[Start of section]

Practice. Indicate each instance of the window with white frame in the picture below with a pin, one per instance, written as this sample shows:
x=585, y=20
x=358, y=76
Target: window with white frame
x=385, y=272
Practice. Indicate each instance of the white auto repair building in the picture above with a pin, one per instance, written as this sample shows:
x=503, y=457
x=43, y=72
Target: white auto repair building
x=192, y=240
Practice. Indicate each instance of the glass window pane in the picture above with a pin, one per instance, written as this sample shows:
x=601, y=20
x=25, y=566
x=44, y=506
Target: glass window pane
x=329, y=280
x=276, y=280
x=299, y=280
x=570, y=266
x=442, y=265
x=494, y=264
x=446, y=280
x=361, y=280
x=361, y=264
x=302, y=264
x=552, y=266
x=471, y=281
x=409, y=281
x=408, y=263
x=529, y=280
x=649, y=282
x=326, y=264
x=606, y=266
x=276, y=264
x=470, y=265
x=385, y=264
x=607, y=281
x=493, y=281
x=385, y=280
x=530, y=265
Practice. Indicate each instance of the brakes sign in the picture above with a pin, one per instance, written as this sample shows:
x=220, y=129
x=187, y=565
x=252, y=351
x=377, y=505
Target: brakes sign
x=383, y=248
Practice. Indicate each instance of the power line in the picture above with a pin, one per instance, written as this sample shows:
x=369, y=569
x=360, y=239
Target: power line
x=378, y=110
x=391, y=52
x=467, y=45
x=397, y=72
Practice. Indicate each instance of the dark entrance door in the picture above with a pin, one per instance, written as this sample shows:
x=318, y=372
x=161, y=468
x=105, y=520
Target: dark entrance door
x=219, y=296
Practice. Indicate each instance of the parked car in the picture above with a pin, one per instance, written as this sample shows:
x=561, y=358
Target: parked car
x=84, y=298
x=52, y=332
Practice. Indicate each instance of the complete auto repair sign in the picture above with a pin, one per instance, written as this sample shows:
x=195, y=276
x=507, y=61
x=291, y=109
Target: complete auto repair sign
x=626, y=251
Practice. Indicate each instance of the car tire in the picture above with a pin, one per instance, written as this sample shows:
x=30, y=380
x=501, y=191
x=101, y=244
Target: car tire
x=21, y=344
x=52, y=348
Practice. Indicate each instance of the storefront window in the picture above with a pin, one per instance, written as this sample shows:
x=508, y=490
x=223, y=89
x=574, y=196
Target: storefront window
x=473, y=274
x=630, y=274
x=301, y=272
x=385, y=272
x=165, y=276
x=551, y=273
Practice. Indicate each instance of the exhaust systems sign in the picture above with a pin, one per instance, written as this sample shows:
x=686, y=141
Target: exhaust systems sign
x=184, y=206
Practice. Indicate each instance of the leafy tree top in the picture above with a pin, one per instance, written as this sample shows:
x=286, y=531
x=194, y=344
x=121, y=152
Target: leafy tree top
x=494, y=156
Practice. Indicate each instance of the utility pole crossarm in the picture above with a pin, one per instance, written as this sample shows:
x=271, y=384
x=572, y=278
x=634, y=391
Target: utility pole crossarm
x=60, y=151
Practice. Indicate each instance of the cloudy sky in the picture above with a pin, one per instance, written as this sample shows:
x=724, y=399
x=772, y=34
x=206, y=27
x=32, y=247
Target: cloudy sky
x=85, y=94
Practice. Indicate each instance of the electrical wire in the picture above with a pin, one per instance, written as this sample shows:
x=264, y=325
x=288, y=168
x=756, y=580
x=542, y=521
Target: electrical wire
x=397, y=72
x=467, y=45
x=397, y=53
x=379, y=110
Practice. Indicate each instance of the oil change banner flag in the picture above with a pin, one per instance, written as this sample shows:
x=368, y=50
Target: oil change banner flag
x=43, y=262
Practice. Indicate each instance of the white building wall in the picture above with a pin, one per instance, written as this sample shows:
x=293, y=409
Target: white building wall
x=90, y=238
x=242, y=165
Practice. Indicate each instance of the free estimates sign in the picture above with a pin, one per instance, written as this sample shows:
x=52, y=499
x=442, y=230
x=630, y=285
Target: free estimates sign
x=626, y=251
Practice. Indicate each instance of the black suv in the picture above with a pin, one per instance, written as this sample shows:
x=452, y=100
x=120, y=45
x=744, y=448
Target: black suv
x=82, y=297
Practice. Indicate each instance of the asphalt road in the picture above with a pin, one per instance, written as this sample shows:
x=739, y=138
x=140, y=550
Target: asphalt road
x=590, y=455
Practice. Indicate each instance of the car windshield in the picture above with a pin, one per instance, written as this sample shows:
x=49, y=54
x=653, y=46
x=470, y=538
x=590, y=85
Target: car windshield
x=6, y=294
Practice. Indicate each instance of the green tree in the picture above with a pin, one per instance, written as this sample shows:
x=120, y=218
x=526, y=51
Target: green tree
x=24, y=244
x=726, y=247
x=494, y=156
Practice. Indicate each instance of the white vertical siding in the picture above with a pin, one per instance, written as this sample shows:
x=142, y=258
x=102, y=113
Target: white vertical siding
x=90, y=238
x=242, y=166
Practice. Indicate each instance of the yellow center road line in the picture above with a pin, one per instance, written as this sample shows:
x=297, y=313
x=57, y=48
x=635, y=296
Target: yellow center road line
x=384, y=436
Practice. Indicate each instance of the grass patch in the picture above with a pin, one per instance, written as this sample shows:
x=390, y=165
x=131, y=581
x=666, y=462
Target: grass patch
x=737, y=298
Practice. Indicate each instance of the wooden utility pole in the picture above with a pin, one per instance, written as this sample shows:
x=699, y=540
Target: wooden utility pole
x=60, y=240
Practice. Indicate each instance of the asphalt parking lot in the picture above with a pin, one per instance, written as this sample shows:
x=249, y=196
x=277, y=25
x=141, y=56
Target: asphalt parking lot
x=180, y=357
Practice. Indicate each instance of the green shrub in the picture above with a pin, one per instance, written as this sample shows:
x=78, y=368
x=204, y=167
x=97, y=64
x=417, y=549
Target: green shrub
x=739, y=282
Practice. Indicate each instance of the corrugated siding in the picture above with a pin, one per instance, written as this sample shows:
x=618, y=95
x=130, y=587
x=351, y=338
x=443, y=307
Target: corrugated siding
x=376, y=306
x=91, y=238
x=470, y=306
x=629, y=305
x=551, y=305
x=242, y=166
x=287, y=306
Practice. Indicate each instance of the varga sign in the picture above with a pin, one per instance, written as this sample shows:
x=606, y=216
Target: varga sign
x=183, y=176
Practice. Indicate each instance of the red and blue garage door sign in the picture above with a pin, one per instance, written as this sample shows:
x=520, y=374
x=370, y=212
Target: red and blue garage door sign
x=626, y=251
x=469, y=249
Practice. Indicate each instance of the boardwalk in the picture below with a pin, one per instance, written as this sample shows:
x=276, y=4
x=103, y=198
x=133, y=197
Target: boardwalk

[End of section]

Task instructions:
Return, unchanged, the run of lines above that opens with the line containing "Target: green tree" and closes with the line containing "x=666, y=462". Include both.

Solution for this problem:
Target: green tree
x=24, y=244
x=726, y=247
x=494, y=156
Practice. Indicate each instance of the white vertical siding in the picture above with a pin, one per instance, written as this sample shows:
x=142, y=258
x=102, y=113
Target: white vertical siding
x=90, y=238
x=242, y=166
Practice. Indicate each instance of the yellow center road line in the picture above with a pin, one per instance, written as this sample shows:
x=297, y=313
x=57, y=48
x=635, y=296
Target: yellow center road line
x=384, y=436
Practice. Indicate each instance of the grass patch in the picture above with a pin, one per instance, written as this sample shows:
x=390, y=165
x=131, y=581
x=666, y=462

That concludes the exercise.